EXCERPTED TEXT:
☆ ☆ ☆ ☆ ☆ ☆ ☆
The fields that are present are:

  • preamble (optional): any kind of definition that needs to be added after the include directives.

  • parameters (optional): defines the parameters that will be used as input arguments for both function and integral. The quoted values will be the actual names of the parameters

  • variable_parameters (optional): this field controls the possible paramaters of a PDF which might vary in number, like for a polynomial PDF, for example. It must contain both the name of the variable referring to the number of parameters and that for the pointer to their values. More information about this kind of PDFs can be found in the next section.

  • function: refers to the code used to evaluate the PDF. It must contain a field called data, with the different data parameters to use; and code, where the actual calculations are done. All the mathematical functions must be available in C.

  • integral (optional): this field is optional, since not all the PDFs have an analytical expression for the integral. It is recommended to fill this field when possible, since otherwise MinKit relies on numerical calculations to evaluate binned samples and calculate the normalization. This field must be composed of two parts: bounds, defining the names for the limits of the integration; and code, where the calculation of the integral is done. If working with more than one data parameter, bounds must contain the lower and upper bounds for each parameter, included consecutively (xmin, xmax, ymin, ymax, …).

Something very important to remember is that since we are dealing with XML format, the symbols <, >, &, ” and ‘ are protected. We must use the escaped versions. Now we have to register the PDF. In order to be used in python, we must tell minkit to look for PDFs in the temporary directory.

[2]:
minkit.add_pdf_src(tmpdir.name)

Now we have to build a python object to represent the PDF. This is directly done when inheriting from “minkit.SourcePDF”, which will automatically set our PDF.
☆ ☆ ☆ ☆ ☆ ☆ ☆
RECORD EXCERPTS:
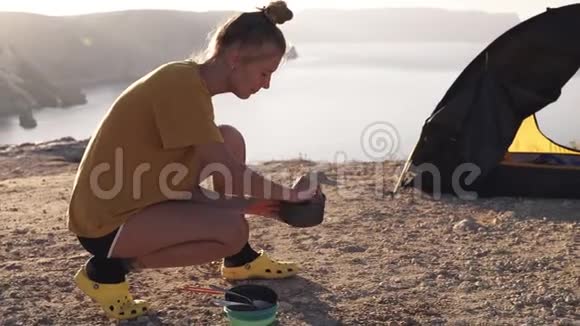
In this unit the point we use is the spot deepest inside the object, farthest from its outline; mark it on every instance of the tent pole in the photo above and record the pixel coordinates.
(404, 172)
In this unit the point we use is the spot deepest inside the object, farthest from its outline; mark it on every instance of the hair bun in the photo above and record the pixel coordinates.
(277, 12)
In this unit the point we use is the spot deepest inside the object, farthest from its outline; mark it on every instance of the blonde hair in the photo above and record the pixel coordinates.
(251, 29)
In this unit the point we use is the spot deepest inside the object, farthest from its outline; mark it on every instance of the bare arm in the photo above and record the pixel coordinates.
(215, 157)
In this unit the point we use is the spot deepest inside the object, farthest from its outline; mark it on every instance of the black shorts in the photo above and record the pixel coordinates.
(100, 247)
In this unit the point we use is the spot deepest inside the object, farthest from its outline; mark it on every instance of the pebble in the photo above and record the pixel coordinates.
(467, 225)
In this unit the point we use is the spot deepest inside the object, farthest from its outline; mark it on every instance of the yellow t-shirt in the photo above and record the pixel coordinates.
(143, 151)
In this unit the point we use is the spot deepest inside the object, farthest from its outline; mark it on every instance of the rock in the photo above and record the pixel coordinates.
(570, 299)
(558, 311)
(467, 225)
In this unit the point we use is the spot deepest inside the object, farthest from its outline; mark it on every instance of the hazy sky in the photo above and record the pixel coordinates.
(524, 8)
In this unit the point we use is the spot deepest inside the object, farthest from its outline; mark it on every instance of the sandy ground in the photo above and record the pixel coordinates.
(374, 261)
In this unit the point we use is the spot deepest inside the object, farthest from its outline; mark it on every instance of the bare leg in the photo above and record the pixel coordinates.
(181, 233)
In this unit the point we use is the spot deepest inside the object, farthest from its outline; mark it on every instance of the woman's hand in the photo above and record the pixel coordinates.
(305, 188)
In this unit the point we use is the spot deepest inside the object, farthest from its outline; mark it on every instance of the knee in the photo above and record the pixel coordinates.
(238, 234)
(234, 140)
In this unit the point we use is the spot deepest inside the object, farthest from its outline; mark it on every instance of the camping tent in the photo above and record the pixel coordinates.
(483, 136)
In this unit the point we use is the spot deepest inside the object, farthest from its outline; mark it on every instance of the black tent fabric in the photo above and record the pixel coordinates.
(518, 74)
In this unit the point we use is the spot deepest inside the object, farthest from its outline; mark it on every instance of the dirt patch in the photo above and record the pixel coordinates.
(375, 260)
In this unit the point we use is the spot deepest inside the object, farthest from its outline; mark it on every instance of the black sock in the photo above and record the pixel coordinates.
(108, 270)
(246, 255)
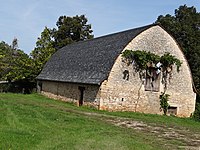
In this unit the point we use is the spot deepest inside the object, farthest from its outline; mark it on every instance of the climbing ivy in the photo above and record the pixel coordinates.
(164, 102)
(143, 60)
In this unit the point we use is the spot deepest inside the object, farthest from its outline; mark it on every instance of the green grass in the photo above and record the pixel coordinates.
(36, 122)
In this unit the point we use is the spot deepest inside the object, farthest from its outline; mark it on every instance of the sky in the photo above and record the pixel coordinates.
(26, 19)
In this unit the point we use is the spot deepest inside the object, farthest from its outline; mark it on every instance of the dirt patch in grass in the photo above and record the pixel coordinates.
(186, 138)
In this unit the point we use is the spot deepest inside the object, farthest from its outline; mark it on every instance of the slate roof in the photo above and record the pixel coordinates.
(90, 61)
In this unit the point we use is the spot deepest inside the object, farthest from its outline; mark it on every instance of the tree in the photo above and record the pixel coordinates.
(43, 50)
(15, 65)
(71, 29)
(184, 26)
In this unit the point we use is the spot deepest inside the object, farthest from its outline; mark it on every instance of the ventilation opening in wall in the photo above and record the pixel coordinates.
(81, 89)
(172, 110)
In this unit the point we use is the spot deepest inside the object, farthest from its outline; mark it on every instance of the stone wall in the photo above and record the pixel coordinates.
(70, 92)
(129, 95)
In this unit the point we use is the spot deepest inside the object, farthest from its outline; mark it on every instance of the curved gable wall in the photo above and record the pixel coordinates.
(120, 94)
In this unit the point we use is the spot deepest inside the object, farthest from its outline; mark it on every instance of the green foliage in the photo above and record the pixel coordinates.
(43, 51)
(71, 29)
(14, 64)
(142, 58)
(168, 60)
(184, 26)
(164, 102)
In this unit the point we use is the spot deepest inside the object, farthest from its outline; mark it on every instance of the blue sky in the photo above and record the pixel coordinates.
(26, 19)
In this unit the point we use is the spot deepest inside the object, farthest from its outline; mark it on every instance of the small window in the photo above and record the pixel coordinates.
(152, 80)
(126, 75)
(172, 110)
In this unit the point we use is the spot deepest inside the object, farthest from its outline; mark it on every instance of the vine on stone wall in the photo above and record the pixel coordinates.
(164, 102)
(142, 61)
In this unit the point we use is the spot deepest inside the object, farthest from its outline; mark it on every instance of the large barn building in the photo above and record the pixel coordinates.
☆ ☆ ☆ ☆ ☆ ☆ ☆
WHAT YOU WILL DO:
Continue the MinKit PDF documentation from the point where it stops.

WRITTEN RESPONSE:
[3]:
@minkit.register_pdf
class CustomPDF(minkit.SourcePDF):
    def __init__( self, name, x, k ):
        super(CustomPDF, self).__init__(name, [x], [k])

The register_pdf decorator is necessary if we want to save/load the PDF to/from JSON files. It is completely necessary that we call the function the same way we call the source file. The arguments to the minkit.SourcePDF constructor are the name of the PDF, the data parameters and the argument parameters. Now we can declare and use our function.

[4]:
x = minkit.Parameter('x', bounds=(0, 10))
k = minkit.Parameter('k', -0.5)
pdf = CustomPDF('pdf', x, k)
data = pdf.generate(10000)
import matplotlib.pyplot as plt
plt.hist(data['x'].as_ndarray(), bins=100);
../_images/notebooks_extension_8_0.png

New PDFs with a variable number of arguments

It might happen that one wants to define a general function, which depends on a list of parameters that can vary (for example, a polynomial) from one construction to another. This can be done on a similar way to that of the previous section, providing as a third argument to minkit.SourcePDF the list of extra arguments.

[5]:
@minkit.register_pdf
class VarArgsCustomPDF(minkit.SourcePDF):
    def __init__( self, name, x, *coeffs ):
        super(VarArgsCustomPDF, self).__init__(name, [x], None, coeffs)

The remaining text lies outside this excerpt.